PROBLEM:
Copy all of the material below word for word, leaving out the pictures.

(Pointing material)
═══

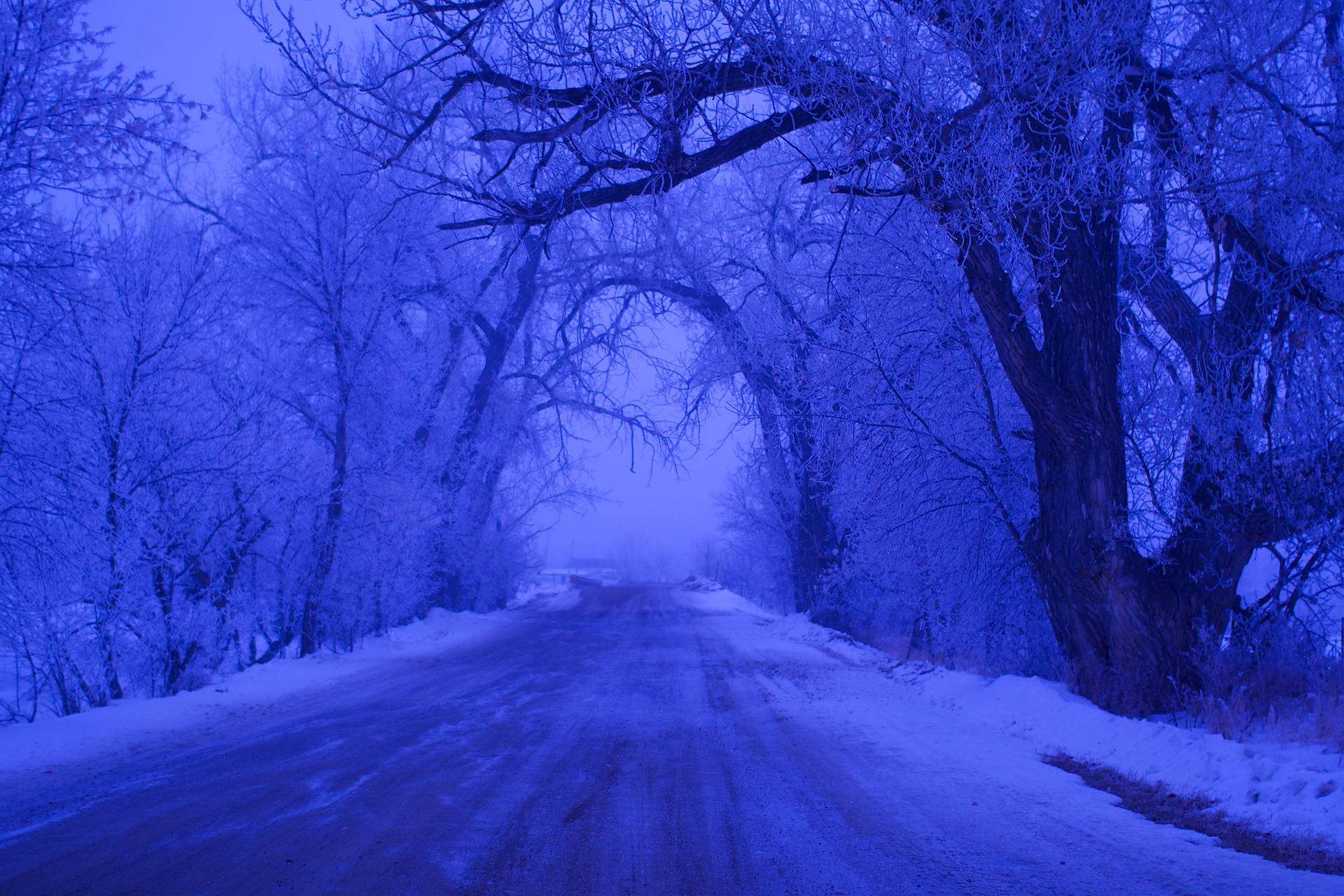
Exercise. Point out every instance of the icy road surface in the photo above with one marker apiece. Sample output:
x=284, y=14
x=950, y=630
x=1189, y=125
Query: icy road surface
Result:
x=638, y=741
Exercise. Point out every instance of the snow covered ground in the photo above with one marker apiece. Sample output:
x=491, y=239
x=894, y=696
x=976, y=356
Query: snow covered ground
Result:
x=1275, y=788
x=139, y=724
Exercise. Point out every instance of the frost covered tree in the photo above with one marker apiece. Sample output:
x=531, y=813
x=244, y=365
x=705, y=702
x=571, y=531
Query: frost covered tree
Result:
x=1088, y=164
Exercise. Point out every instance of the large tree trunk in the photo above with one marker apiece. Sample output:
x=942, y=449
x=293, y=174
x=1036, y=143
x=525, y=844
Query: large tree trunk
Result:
x=468, y=480
x=1120, y=620
x=326, y=554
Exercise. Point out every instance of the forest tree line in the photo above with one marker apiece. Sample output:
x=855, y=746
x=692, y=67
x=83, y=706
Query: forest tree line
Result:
x=1031, y=309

═══

TASK ANSWER:
Exercise. Point out every instance of the icy road surface in the photo above with one marker apiece. Sample output:
x=284, y=14
x=950, y=630
x=1189, y=125
Query: icy road surface
Result:
x=638, y=741
Exercise. Point out every instance of the snow covered ground in the photo above with one marker apiece. Sample output:
x=491, y=239
x=894, y=696
x=976, y=356
Query: snow covered ground
Result:
x=1275, y=788
x=139, y=724
Exercise. Point out every instance of the frost covered tree in the photo above with one marker apiece. Sample output:
x=531, y=813
x=244, y=365
x=705, y=702
x=571, y=531
Query: frost covered tree
Result:
x=1088, y=164
Exercise. Point out every instance of the large tree trunk in the photo above with one marker apiece. Sample output:
x=942, y=449
x=293, y=174
x=1036, y=143
x=525, y=844
Query: large tree trunk
Result:
x=468, y=480
x=1120, y=620
x=326, y=554
Exercise. Point out every instance of the forest tree line in the photo above with one marker apiece. Sample output:
x=855, y=746
x=692, y=67
x=83, y=706
Query: forest tree line
Result:
x=1031, y=309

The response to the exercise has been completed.